* [Brief]:
Using the text on the Tiber Dionysus, answer each question.
(a) In what year was the statue discovered?
(b) What inventory number does it carry at the National Roman Museum of Palazzo Massimo?
(c) Which two Greek sculptors are named as particular influences on the statue?

* [Page excerpt]:
Bronze sculpture of the god Dionysus

The Tiber Dionysus is a life-sized Bronze sculpture of the god Dionysus, cast in the lost wax technique.

It was discovered in 1885, during the construction of the Ponte Garibaldi during dredging along the Tiber. The bridge itself was dedicated to Giuseppe Garibaldi, considered the father of Italian Unification, and was designed by architect Angelo Vescovali. The Tiber Apollo would soon be discovered close by during further dredging in 1891.

Restored in 1984-1985, with the removal of stucco finishings made shortly after discovery around its legs, it is now currently on display at the National Roman Museum of Palazzo Massimo, under inventory number 1060.

== Description ==
Dionysus is depicted as a youth, standing on his right leg, the left bending backward, and his head turned slightly at a right angle. His long hair, slightly wavy, locks falling on each side rests on his shoulders. The hair is held in place with a headband colored red, white and blue, and adorned with ivy twigs, and grapes. He is seen holding a thyrsus.

It is believed that the statue has a blend of influences from various Greek sculptures, in particular to that of Polykleitos and Praxiteles.

According to classical archaeology professor Paul Zanker, Dionysus is modelled after the "Stephanos Athlete" statue, which is known for its long wavy hair, and that the eyes of the sculpture is a typical style to Hadrianic or Antonine style art, which utilizes a blend of various styles from different eras.

* [The data]:
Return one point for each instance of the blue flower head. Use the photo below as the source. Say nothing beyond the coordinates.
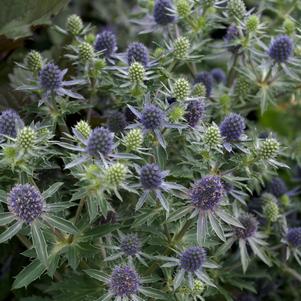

* [Response box]:
(a) 1885
(b) 1060
(c) Polykleitos and Praxiteles